RECORDS SUPPLIED
::::
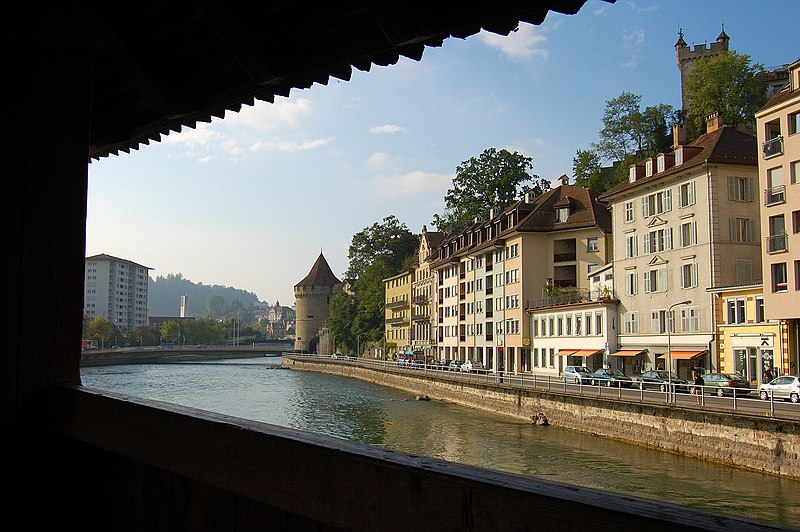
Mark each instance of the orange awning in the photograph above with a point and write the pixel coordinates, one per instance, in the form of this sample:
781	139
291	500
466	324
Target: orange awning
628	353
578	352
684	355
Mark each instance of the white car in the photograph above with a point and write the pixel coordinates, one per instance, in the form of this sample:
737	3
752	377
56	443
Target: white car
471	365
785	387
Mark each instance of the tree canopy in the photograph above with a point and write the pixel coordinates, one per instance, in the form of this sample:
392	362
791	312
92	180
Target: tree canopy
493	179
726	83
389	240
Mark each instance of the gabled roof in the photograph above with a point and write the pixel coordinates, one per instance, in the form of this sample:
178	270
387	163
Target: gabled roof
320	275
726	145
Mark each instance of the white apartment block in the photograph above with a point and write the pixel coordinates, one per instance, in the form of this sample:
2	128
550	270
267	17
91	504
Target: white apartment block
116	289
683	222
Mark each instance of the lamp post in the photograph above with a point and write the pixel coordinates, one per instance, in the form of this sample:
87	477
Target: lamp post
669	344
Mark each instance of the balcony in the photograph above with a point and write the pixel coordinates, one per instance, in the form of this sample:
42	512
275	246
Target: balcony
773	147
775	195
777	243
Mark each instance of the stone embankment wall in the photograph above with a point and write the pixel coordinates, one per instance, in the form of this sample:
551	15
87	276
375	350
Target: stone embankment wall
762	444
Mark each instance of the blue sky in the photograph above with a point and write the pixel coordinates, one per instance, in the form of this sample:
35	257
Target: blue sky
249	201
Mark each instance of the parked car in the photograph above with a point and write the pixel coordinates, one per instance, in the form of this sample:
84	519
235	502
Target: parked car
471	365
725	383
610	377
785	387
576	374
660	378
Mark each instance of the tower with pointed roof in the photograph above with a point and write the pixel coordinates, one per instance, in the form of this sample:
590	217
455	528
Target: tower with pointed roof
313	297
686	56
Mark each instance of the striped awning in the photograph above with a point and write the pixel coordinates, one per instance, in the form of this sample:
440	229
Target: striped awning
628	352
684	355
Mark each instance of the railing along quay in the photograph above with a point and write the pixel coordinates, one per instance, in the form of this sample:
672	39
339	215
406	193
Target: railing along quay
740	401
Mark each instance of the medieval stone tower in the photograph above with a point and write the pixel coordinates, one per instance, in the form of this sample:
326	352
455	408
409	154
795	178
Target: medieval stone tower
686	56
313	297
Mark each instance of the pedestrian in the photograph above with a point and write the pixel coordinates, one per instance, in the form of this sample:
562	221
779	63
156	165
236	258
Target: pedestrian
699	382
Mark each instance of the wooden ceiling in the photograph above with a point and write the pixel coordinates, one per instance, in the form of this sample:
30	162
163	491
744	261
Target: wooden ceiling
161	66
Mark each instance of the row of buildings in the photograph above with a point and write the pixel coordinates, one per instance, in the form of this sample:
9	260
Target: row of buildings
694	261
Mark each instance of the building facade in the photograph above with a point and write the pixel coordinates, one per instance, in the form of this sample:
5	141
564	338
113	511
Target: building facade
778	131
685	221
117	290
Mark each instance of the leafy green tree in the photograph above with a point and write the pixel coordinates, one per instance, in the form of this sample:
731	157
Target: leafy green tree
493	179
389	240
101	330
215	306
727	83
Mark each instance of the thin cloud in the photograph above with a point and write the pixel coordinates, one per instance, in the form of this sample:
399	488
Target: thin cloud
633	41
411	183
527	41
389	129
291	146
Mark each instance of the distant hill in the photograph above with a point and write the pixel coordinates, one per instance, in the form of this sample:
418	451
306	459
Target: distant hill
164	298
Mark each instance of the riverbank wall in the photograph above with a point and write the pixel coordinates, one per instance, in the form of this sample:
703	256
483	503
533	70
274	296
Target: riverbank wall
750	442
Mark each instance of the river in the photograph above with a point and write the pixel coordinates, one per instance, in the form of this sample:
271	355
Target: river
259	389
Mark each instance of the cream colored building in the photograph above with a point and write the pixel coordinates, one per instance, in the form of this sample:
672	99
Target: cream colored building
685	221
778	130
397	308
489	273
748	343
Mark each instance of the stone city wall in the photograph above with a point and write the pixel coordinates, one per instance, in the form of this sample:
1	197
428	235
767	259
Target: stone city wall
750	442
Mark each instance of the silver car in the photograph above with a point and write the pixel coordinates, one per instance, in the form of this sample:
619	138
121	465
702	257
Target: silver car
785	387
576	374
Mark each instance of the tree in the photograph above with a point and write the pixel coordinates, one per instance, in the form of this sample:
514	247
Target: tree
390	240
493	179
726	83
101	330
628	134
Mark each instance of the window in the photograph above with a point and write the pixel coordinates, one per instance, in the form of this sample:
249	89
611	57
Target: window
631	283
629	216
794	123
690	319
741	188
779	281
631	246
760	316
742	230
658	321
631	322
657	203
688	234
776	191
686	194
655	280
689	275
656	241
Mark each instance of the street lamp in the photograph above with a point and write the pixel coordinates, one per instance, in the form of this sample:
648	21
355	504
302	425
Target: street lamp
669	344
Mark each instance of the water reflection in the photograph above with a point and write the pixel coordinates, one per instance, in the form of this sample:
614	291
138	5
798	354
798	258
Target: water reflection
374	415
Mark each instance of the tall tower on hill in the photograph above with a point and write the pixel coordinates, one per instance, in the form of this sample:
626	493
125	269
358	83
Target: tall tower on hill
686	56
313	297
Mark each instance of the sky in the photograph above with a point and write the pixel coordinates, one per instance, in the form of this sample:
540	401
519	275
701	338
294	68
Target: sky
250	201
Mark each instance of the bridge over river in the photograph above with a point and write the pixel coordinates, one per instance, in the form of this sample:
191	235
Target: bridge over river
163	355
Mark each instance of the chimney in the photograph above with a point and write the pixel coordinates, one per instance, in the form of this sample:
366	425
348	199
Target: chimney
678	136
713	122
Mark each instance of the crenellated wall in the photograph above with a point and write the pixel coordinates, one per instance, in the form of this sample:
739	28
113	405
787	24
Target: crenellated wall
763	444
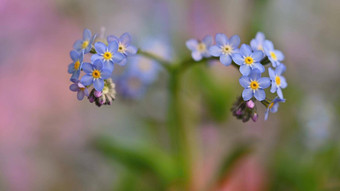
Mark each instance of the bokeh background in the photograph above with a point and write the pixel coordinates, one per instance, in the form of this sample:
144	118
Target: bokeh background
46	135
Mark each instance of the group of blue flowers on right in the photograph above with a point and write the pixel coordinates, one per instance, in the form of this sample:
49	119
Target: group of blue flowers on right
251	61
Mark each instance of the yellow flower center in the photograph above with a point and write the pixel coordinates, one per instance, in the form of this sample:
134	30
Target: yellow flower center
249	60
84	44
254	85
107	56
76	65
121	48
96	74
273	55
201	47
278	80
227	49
::::
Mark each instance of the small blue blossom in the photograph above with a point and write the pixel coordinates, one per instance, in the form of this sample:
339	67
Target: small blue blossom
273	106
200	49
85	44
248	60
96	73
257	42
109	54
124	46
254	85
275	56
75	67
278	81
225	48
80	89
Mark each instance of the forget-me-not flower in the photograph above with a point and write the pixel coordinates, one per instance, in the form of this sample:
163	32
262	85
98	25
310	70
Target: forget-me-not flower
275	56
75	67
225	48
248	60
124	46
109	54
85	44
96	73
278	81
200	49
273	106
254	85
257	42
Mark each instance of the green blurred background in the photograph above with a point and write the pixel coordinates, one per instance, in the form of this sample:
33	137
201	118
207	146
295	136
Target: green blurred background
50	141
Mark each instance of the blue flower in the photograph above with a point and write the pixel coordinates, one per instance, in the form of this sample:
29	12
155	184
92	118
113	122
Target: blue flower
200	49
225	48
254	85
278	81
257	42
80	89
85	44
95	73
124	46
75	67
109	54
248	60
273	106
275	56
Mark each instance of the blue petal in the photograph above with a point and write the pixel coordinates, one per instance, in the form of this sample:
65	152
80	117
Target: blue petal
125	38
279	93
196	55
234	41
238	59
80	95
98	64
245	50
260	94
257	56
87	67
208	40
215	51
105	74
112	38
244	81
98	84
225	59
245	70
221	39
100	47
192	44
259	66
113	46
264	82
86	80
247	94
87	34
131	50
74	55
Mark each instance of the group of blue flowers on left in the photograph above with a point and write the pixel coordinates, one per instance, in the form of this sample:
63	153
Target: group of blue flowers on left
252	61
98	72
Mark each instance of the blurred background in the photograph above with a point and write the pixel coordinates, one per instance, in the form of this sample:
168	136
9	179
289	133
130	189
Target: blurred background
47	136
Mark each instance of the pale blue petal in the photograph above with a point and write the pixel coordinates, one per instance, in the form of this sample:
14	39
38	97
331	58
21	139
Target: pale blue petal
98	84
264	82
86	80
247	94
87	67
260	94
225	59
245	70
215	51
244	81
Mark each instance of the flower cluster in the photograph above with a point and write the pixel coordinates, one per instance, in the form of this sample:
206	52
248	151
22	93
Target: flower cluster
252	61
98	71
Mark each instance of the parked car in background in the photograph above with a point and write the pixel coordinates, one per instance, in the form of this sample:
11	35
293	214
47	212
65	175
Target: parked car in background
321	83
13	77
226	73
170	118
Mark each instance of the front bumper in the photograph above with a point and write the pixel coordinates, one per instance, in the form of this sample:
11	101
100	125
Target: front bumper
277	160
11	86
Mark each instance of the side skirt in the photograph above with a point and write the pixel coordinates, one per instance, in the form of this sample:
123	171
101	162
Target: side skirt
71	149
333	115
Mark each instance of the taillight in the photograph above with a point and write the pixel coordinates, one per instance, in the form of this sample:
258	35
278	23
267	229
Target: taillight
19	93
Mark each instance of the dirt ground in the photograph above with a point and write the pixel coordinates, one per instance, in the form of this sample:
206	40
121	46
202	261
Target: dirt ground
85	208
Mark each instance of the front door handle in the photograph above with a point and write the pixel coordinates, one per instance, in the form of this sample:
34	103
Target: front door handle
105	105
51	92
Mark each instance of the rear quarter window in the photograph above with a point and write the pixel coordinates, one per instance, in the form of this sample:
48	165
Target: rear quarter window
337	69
::::
EXERCISE DIRECTIONS
Report each line of the records that contains the string "cream", matching case exactly.

EXPECTED ANSWER
Mark each instance of the cream colored building in the photograph above with a point and write the pixel coordinates, one per instance, in the form of this sample:
Target: cream colored building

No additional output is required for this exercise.